> Wymagania ćwiczenia:
**1.** Ile samochodów może zabrać na pokład prom w Świbnie według cytowanego fragmentu?
**2.** Zaktualizuj w cytowanym fragmencie tekst między „Prom porusza się” a „do torów kolejki.” włącznie, wstawiając „statek” w miejsce „holownik”.

> Cytowany fragment:
Wykorzystując w miarę słoneczny dzień zamiast spędzić czas na planowaniu mebli do kuchni zabraliśmy dzieci i babcię na wycieczkę. Mieszkając w Gdańsku trudno odwiedzić miejsca oddalone o 30 km od miejsca zamieszkania, bo zawsze górę bierze racjonalizm: po co tłuc się na jakąś odległą plażę, kiedy wystarczy pojechać samochodem (10 min) lub na rowerach (20 min) czy też tramwajem (30 min, razem z dojściem) i jesteśmy w Brzeźnie. Czasami jednak warto się ruszyć dalej, bo…
O 9.10 wyjechaliśmy z Wrzeszcza, by mijając Gdańsk, Przejazdowo i Wiślinkę dojechać do mostu pontonowego na Wyspę Sobieszewską (zdjęcie pochodzi ze strony wyspa.pl)
“Wyspa” znajduje się w granicach administracyjnych Gdańska, ale jest jakby odrębną miejscowością turystyczną. Most jest czynny tylko w sezonie turystycznym, zimą kursuje prom. Długość mostu to ponad 180 m, ze względu na żeglugę środkowy moduł jest ruchomy i w określonej porze lub sytuacji jest otwierany. Są plany budowy nowego mostu, ale moje ulubione “euro 2012” ją oddaliło 🙁
W Sobieszewie sezon turystyczny w pełni, my pomknęliśmy dalej i po kilku minutach byliśmy już na przeprawie promowej w Świbnie. Prom akurat dobijał do brzegu.
Prom porusza się wzdłuż liny, napędza go holownik “Kleń”. Zimą nie kursuje. Zabiera na pokład 21 samochodów i 100 pieszych. Skraca drogę od strony Gdańska do Krynicy Morskiej o ponad 20 km. Więcej na oficjalnej stronie
Samochód zostawiliśmy na na lewym brzegu Wisły i weszliśmy na prom
Naszym kolejnym celem była…
…kolejka wąskotorowa. Udaliśmy się więc pieszo w kierunku Mikoszewa (kierunek Stegna)
W końcu, kierując się tablicami informacyjnymi dotarliśmy do torów kolejki.
Chociaż nie wyglądało to zachęcająco zawierzyliśmy słowom tubylca i przeszliśmy 200 metrów dalej wzdłuż torów w kierunku Wisły. Dotarliśmy do stacji końcowej Żuławskiej Kolei Dojazdowej “Prawy Brzeg Wisły”, która wygląda tak:
Kasy biletowej tutaj nie uświadczysz, a godziny odjazdów nabazgrano flamastrem na odrapanej tablicy 😉
Takie klimaty wąskotorowe lubimy najbardziej. Jest czas na drugie śniadanie. I jest jarzębina czerwona 🙂
I tak czekaliśmy na przyjazd kolejki…
Pociąg przyjechał punktualnie.

> Wyciąg danych:
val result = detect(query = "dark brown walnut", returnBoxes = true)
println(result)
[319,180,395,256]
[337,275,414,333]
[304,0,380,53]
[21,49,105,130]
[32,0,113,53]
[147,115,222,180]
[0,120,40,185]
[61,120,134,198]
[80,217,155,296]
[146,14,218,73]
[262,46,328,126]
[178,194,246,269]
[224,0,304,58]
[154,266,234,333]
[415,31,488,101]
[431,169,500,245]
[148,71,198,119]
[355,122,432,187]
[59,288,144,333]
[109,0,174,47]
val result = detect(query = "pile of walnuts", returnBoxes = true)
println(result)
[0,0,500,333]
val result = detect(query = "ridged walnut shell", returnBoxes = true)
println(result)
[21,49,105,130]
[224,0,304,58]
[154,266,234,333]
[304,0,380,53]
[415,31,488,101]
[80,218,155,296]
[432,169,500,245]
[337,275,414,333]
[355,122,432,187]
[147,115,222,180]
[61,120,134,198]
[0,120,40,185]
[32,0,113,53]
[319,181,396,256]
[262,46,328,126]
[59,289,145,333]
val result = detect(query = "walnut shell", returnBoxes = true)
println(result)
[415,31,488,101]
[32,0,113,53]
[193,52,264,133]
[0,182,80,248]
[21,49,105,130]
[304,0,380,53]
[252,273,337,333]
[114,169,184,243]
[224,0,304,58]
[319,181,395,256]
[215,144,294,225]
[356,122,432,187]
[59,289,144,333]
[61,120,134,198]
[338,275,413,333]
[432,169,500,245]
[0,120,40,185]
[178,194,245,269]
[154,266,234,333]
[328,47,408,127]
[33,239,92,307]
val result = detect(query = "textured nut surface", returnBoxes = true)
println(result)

> Odpowiedzi do zadań:
**1.** 21 samochodów.

**2.**
Prom porusza się wzdłuż liny, napędza go statek “Kleń”. Zimą nie kursuje. Zabiera na pokład 21 samochodów i 100 pieszych. Skraca drogę od strony Gdańska do Krynicy Morskiej o ponad 20 km. Więcej na oficjalnej stronie
Samochód zostawiliśmy na na lewym brzegu Wisły i weszliśmy na prom
Naszym kolejnym celem była…
…kolejka wąskotorowa. Udaliśmy się więc pieszo w kierunku Mikoszewa (kierunek Stegna)
W końcu, kierując się tablicami informacyjnymi dotarliśmy do torów kolejki.